Written exercise ▸ Could you quote, word for word, the part of the records below that opens with the line containing "Mark each instance of the man" and closes with the line containing "x=374 y=223", including both of those lines?

Supplied data ▸
______
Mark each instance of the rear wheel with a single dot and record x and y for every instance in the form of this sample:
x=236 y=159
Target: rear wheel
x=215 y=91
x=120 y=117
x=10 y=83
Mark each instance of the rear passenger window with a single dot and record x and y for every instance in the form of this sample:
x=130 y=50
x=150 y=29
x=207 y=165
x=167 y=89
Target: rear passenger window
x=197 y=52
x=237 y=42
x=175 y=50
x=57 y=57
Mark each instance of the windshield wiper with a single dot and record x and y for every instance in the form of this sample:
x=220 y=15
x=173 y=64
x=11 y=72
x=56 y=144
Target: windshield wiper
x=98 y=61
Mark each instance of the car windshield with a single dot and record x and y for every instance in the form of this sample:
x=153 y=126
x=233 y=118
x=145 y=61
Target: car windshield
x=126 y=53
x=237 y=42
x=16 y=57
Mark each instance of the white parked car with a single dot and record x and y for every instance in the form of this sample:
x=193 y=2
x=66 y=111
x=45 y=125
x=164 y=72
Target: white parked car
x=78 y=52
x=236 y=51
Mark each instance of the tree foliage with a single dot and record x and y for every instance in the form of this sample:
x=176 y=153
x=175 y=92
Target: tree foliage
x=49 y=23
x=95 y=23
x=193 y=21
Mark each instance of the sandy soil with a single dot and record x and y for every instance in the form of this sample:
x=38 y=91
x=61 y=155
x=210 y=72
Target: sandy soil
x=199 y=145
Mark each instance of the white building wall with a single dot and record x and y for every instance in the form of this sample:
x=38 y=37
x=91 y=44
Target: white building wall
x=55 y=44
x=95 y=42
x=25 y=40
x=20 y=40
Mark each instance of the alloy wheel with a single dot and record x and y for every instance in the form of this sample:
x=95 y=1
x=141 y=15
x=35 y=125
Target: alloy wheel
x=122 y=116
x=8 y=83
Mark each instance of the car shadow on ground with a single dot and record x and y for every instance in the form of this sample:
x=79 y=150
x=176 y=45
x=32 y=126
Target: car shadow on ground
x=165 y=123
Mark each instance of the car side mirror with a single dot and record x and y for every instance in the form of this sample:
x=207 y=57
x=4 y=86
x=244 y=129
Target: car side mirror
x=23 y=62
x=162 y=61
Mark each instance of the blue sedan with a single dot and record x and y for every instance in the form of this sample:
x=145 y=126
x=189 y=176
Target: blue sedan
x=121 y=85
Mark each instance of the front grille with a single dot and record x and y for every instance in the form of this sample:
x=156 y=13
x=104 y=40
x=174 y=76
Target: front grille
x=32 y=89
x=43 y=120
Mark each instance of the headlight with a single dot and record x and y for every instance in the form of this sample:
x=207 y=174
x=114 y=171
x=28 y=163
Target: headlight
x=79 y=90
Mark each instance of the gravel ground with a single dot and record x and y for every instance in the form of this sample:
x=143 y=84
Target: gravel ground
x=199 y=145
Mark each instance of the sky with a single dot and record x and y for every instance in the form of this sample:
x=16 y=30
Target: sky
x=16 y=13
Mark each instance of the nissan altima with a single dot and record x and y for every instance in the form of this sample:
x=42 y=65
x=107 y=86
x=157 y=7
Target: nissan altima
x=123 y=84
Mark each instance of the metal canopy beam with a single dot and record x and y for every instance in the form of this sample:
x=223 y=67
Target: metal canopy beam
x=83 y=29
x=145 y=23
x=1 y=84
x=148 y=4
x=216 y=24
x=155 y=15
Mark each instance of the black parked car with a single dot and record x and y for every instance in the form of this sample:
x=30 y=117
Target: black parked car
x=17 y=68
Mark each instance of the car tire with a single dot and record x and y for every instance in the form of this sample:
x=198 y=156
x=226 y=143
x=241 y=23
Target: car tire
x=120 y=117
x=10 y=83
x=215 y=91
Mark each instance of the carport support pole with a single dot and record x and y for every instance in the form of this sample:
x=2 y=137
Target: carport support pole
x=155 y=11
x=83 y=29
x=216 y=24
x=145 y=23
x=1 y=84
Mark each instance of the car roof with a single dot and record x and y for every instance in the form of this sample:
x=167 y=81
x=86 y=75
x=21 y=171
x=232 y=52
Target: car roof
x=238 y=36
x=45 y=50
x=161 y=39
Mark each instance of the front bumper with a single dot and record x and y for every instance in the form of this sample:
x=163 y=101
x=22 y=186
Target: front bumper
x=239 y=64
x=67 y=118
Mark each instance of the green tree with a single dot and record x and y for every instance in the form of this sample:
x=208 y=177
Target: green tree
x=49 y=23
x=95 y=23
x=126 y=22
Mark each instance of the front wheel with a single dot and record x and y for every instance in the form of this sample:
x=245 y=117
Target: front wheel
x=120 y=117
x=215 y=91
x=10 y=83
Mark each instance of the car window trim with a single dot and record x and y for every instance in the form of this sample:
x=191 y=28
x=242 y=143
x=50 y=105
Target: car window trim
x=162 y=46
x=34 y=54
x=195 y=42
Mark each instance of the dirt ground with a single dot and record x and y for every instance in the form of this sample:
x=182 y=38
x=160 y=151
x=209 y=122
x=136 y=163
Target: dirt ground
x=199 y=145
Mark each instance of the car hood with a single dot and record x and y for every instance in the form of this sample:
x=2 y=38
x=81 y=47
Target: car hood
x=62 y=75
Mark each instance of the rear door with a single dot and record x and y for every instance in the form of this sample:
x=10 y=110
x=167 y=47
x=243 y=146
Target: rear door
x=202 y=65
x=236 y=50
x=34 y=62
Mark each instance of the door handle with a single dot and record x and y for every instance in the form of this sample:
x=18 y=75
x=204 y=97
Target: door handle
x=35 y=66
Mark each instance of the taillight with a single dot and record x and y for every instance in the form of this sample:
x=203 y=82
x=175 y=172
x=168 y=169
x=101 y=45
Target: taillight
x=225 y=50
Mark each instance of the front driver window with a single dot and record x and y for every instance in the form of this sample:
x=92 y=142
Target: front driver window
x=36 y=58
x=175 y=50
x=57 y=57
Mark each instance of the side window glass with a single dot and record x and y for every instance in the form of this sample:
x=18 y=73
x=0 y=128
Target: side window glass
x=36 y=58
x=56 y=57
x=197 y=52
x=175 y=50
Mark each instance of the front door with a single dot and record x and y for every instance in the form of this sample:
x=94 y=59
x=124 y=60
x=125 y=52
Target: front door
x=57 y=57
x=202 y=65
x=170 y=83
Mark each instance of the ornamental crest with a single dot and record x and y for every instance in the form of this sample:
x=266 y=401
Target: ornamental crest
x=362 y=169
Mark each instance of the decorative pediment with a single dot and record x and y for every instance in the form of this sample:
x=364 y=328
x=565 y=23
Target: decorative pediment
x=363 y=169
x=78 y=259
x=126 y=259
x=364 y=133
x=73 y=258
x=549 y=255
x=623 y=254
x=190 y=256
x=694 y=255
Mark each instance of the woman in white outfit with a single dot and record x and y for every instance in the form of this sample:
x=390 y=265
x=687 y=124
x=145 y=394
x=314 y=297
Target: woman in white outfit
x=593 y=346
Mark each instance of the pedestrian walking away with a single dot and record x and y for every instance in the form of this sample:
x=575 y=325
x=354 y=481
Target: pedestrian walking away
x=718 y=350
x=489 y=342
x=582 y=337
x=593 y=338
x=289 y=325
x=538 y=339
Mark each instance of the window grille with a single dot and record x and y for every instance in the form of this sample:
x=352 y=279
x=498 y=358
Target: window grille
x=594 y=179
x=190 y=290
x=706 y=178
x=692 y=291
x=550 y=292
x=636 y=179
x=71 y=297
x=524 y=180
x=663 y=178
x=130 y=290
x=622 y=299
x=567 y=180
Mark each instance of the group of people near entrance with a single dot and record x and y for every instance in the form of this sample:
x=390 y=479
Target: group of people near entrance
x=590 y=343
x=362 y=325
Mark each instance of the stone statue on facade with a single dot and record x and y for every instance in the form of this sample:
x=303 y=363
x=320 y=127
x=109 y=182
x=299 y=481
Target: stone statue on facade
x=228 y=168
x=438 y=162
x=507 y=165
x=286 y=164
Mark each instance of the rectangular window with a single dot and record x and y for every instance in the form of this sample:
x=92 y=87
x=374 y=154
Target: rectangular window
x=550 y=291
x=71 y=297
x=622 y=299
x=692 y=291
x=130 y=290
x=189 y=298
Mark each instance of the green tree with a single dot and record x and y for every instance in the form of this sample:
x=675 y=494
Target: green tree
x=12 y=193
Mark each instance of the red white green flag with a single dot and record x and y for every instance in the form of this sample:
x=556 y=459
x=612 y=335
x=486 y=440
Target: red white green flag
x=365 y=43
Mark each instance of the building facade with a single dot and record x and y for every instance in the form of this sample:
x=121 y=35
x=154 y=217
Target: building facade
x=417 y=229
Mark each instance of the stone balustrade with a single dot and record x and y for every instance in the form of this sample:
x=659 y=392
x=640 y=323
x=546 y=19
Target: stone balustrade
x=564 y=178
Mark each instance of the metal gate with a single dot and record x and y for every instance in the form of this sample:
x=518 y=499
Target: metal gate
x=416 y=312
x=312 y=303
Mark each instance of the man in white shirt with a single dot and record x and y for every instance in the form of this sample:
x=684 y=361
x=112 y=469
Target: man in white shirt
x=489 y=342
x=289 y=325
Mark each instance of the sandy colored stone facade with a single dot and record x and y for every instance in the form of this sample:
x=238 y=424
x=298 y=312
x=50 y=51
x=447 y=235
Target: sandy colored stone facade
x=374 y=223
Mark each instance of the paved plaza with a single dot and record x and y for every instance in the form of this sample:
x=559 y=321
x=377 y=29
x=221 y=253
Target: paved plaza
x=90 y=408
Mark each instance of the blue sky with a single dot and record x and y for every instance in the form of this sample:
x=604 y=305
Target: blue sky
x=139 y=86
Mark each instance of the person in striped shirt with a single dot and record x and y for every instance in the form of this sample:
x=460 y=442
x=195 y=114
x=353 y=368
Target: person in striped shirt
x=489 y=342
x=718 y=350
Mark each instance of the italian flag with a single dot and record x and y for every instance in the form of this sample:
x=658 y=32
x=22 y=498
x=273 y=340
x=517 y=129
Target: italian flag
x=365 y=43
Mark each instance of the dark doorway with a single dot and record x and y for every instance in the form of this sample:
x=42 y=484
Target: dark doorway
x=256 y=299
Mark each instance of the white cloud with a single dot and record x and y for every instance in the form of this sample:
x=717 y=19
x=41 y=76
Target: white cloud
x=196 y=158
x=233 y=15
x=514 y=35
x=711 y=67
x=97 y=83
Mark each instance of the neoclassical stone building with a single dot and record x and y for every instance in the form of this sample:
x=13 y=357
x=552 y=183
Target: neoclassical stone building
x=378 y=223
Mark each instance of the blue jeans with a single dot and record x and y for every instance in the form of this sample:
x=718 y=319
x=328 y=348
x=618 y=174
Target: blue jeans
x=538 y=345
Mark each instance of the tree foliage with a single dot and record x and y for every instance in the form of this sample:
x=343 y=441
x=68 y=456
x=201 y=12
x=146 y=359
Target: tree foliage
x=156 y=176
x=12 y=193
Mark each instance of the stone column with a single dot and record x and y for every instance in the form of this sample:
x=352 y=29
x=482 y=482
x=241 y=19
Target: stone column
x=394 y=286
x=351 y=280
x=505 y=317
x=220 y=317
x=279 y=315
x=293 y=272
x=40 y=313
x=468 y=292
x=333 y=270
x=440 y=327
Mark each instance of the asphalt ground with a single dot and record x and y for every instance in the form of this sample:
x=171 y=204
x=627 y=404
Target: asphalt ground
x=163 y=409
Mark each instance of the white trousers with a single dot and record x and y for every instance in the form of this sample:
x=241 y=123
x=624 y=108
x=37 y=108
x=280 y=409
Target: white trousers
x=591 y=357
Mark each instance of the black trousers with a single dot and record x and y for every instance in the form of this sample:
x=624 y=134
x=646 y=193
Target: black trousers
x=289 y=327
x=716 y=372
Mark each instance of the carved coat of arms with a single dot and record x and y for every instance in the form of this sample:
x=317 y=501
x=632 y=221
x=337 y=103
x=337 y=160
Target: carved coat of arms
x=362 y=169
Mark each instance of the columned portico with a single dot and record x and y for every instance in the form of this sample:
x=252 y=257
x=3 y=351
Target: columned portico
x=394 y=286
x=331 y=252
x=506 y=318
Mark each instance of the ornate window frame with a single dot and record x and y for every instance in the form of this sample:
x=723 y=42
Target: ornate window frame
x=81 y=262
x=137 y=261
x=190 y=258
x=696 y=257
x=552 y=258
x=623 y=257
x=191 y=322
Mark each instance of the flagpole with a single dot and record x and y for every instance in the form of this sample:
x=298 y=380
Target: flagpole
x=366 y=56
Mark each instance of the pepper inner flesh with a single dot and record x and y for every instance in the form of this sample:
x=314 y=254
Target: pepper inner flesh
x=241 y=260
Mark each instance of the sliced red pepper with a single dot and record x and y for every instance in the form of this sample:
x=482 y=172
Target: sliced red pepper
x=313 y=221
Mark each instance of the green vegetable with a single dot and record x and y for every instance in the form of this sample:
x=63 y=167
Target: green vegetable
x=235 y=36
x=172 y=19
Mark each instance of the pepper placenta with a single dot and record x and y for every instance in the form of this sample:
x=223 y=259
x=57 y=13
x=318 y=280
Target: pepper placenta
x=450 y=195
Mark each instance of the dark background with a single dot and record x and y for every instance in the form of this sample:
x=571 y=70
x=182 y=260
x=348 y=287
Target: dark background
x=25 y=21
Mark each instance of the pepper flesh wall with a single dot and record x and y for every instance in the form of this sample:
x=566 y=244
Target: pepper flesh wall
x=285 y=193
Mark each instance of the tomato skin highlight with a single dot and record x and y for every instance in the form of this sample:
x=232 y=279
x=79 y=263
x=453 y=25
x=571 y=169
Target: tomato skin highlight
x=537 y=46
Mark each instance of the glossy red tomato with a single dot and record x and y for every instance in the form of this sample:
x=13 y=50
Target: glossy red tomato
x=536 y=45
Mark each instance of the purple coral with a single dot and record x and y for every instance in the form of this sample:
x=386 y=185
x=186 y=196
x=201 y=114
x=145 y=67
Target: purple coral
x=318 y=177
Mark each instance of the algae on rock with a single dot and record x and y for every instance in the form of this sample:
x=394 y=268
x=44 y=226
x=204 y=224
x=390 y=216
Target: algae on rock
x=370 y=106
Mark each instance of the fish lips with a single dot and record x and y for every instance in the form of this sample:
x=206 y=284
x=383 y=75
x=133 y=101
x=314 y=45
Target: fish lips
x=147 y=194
______
Solution for this task ▸
Mark each instance of the man in white shirt with a single dot and record x and y for every instance in the form of this sample:
x=684 y=361
x=112 y=469
Target: man in white shirt
x=489 y=342
x=289 y=325
Mark each instance of the sandy colored stone facade with a single dot and record x and y for every instance in the form of this sample:
x=238 y=424
x=298 y=312
x=50 y=51
x=447 y=235
Target: sandy colored stone facade
x=374 y=223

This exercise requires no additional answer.